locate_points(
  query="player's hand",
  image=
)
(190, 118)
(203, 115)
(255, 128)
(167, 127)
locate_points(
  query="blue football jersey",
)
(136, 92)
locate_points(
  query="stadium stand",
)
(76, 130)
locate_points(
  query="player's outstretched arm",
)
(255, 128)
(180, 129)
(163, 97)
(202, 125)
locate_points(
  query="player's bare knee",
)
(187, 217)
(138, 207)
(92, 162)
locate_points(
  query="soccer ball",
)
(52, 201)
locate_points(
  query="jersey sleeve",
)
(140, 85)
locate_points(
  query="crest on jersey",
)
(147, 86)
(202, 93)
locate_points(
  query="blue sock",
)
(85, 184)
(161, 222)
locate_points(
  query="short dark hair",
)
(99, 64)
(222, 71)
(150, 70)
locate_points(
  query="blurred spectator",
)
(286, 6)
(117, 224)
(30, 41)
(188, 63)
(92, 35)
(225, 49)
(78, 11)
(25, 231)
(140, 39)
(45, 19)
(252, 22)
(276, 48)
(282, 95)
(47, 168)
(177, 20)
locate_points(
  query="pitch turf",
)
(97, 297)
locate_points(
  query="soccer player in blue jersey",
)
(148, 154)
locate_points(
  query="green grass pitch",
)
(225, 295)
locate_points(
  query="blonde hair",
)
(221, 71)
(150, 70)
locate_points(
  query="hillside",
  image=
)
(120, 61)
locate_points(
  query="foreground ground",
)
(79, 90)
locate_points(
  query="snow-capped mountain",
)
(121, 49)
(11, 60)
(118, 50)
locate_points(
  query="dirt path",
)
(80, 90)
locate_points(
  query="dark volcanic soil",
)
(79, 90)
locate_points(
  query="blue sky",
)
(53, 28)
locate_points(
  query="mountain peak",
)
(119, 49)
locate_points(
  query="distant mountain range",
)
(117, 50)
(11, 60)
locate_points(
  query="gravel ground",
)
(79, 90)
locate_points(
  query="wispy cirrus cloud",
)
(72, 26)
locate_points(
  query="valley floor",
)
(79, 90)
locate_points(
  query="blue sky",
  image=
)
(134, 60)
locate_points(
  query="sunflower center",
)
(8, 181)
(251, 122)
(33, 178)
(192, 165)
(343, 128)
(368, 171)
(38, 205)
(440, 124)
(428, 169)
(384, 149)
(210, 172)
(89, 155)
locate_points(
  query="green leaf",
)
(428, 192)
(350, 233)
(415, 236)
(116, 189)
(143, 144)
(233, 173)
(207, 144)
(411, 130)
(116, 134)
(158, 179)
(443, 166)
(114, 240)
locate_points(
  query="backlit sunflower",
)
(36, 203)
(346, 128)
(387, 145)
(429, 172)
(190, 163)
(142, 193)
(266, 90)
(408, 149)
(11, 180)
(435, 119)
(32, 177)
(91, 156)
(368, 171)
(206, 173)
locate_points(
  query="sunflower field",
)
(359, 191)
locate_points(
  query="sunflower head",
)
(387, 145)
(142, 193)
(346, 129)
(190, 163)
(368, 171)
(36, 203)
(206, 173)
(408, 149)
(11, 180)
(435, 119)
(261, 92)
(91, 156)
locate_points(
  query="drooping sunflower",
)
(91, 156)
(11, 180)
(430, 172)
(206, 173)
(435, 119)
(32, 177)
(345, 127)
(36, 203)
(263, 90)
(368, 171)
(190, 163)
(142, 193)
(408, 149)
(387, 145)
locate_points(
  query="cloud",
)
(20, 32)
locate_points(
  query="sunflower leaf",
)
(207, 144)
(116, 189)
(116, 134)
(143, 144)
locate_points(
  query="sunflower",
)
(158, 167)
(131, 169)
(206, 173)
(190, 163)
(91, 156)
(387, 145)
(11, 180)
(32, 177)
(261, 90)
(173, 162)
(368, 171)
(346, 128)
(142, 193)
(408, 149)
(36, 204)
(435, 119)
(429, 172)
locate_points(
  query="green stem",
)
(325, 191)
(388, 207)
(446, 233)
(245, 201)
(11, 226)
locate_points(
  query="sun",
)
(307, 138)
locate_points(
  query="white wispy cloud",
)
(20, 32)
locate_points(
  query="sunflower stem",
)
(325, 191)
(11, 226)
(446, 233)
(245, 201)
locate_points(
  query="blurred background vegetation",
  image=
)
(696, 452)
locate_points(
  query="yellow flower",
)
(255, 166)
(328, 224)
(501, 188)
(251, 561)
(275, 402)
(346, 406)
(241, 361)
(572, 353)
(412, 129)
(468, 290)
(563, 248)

▶ [Written instruction]: Pull out each line above that contains the string "wispy", matching case exactly. Copy those lines in their original order.

▶ [Finished answer]:
  query="wispy cirrus cloud",
  query="white wispy cloud",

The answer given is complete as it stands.